Pour commencer, tu peux nous dire où tu as regardé le match, hier ?
Je l’ai regardé avec mon père. Depuis le mondial 82, on se fait quasiment toutes les grosses rencontres ensemble, et parfois il y a même plus d’ambiance que dans un bar (rires).
Et qu’est-ce que tu en as pensé de ce match ?
On a l’impression qu’ils ont trouvé la formule, mais pour moi, il ne faut pas s’enflammer. Chaque match est une nouvelle aventure, il faut toujours repartir de zéro et se montrer méfiant. En France, on a tendance à vite s’emballer, à Klaxonner dans les rues, C’est un signe de joie et d’euphorie que je comprends, je suis d’ailleurs comme ça aussi (rires), mais normalement on devrait se contenir et n’envahir les Champs qu’à partir des quarts de finale. Je pense qu’il faut faire attention à ne pas se voir trop beau, trop vite.
Quel est le joueur qui te fait vibrer dans cette équipe ?
Personnellement, j’adore Benzema. Aujourd’hui, tu sens qu’il a pris en maturité et, pour moi, c’est le meilleur buteur du monde. Il a été malheureux un certain temps mais aujourd’hui il déploie ses ailes ! Après, Pogba a un vrai rôle de distributeur, et il a le potentiel d’un futur grand numéro 10 comme on en a besoin. Mais il ne faut pas oublier qu’une équipe c’est onze joueurs. Pour que ça fonctionne, il faut un esprit commun, une vraie synergie entre les joueurs, car sans ça une équipe ne peut pas avancer.
D’ailleurs, cette synergie dont tu parles, tu l’as vraiment ressentie, hier, contre les Suisses ?
Complètement ! En plus, la Suisse est une équipe difficile à jouer. En France, on a toujours eu ce problème de bien jouer contre les grosses équipes et moins bien contre celles considérées comme plus faibles. Et hier, justement, on a effacé ça. Hier, ils ont montré à tout le monde que l’envie et l’osmose faisaient partie de ce groupe. Je pense qu’il y a vraiment quelque chose de cool qui se passe en ce moment. Il faut y croire.

Données présentées:
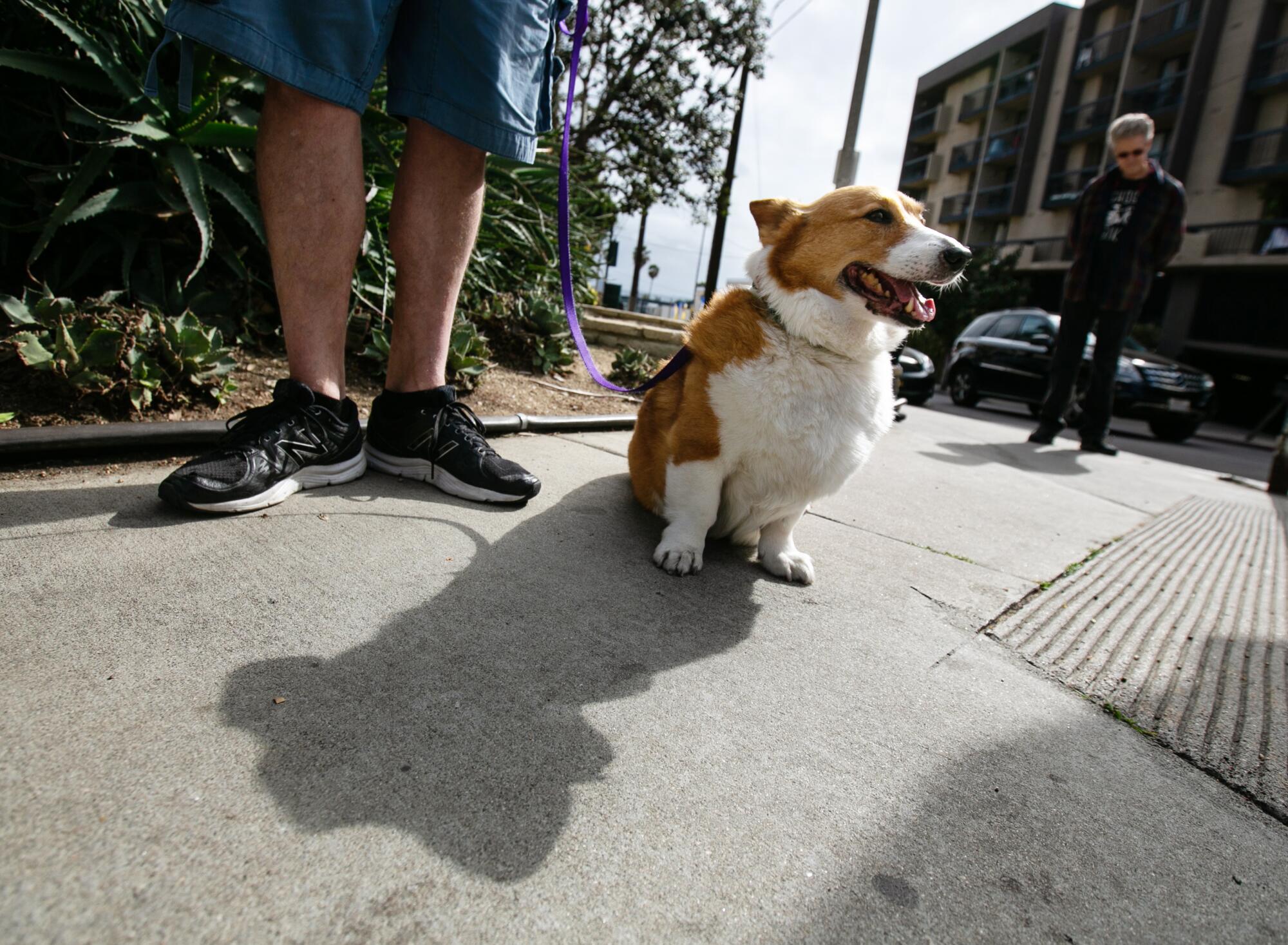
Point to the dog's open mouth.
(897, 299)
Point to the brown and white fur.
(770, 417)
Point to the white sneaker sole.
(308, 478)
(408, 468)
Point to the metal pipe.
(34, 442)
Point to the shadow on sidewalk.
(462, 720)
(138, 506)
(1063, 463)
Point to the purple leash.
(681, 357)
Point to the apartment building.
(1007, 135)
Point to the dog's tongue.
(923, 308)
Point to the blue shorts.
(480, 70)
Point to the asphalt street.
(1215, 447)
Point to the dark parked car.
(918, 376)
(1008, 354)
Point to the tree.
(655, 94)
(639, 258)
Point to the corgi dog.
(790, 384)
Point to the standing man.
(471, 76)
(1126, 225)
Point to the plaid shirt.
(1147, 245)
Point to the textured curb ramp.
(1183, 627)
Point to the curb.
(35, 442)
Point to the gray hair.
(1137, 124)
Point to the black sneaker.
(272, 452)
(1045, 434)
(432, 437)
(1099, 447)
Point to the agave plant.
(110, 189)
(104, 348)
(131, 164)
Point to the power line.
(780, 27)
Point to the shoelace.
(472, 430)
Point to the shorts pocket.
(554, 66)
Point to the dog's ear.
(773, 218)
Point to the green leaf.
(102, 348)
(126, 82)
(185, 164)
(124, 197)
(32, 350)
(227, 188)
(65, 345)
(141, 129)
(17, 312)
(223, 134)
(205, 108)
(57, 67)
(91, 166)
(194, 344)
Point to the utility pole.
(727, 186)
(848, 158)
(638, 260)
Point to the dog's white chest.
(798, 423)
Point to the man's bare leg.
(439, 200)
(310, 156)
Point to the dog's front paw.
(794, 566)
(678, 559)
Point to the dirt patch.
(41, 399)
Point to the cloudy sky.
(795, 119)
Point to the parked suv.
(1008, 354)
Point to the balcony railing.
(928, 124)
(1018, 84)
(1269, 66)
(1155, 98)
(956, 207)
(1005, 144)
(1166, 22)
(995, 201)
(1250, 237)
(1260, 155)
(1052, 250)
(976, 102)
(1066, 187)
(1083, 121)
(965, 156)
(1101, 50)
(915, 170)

--

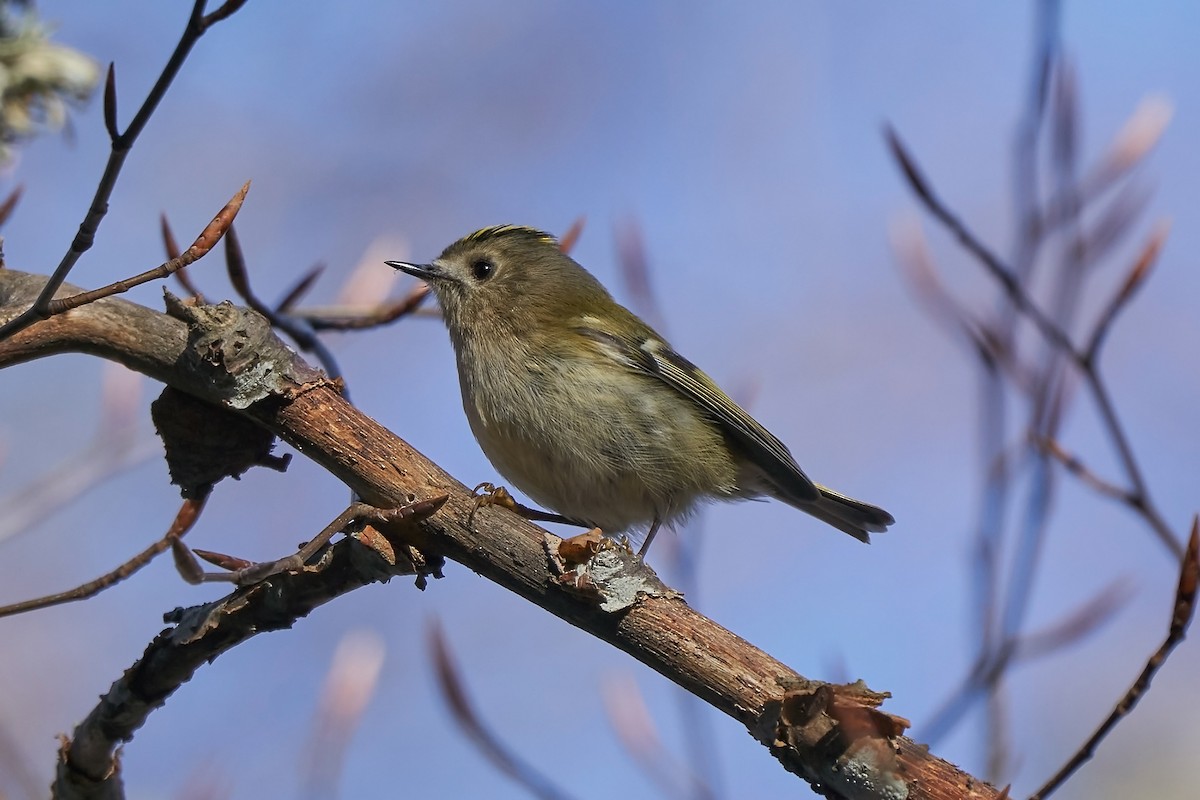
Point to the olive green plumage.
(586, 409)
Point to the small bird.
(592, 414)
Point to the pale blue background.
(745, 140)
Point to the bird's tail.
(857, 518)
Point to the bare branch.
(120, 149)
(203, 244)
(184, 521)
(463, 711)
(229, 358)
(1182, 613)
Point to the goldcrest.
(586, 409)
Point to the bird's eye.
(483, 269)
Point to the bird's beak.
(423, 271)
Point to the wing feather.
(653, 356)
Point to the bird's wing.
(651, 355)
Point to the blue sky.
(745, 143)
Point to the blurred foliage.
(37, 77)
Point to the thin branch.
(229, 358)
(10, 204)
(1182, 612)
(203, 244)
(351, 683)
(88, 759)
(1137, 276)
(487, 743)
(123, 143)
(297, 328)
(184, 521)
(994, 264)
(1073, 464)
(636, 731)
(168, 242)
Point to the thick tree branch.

---

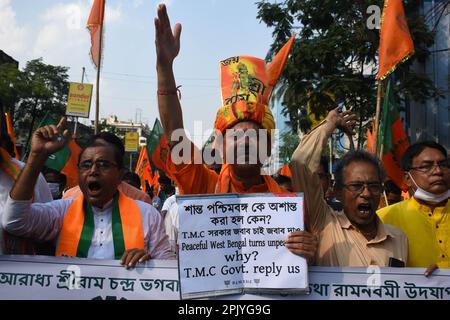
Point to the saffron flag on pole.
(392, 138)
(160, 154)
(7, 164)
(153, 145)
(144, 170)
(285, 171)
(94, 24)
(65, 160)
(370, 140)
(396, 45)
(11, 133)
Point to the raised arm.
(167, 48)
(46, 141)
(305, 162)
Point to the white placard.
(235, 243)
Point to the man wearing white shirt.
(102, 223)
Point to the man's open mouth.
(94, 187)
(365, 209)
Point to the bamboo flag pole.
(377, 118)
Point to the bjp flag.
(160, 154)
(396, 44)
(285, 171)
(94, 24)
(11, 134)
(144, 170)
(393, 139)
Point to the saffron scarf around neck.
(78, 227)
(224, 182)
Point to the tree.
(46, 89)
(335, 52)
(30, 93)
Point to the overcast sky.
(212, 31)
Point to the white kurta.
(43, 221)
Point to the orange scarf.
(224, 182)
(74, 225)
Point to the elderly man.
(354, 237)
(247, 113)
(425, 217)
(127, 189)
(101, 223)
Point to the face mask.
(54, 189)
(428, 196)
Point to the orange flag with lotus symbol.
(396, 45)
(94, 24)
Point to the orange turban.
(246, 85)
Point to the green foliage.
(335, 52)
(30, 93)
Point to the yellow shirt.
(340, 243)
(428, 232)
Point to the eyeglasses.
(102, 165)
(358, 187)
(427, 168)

Consigne:
Répondez à ces questions sur l'entretien :
(a) Avec qui la personne interrogée a-t-elle regardé le match ?
(b) À partir de quelle étape de la compétition devrait-on envahir les Champs, d'après la personne interrogée ?
(c) Quel joueur la personne interrogée considère-t-elle comme le meilleur buteur du monde ?
Les items n'ont aucun rapport avec l'entretien.

Corrigé:
(a) Avec son père.
(b) À partir des quarts de finale.
(c) Benzema.